PROBLEM DESCRIPTION: Find the lines of the material below that include the string "instance", then copy each one.

(Beginning of RECORDS FOR PROCESSING)

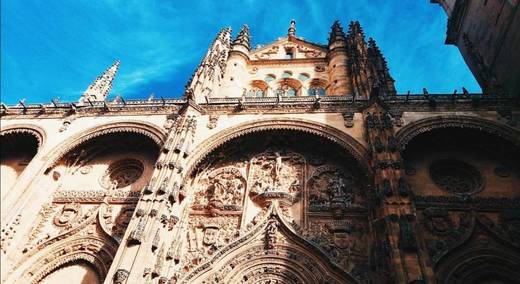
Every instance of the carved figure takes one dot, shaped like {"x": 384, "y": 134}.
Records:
{"x": 68, "y": 214}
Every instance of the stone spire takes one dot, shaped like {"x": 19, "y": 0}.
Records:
{"x": 354, "y": 29}
{"x": 291, "y": 32}
{"x": 243, "y": 38}
{"x": 336, "y": 33}
{"x": 337, "y": 61}
{"x": 379, "y": 69}
{"x": 375, "y": 55}
{"x": 209, "y": 73}
{"x": 99, "y": 89}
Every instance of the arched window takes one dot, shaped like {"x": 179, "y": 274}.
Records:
{"x": 258, "y": 88}
{"x": 286, "y": 74}
{"x": 269, "y": 78}
{"x": 288, "y": 88}
{"x": 316, "y": 91}
{"x": 303, "y": 77}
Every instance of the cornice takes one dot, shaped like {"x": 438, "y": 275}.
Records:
{"x": 248, "y": 105}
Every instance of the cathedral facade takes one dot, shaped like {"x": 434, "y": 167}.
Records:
{"x": 293, "y": 162}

(End of RECORDS FOR PROCESSING)

EXERCISE ANSWER:
Every instance of the carved figure takes one dot, shaped like {"x": 384, "y": 134}.
Every instance of the stone spire takes one dot, shaped like {"x": 19, "y": 0}.
Every instance of the arched window takes one dot, shaped like {"x": 179, "y": 274}.
Every instance of the cornice takes one dot, shaped like {"x": 438, "y": 275}.
Every instance of the cathedral facade takes one dot, shaped like {"x": 434, "y": 167}.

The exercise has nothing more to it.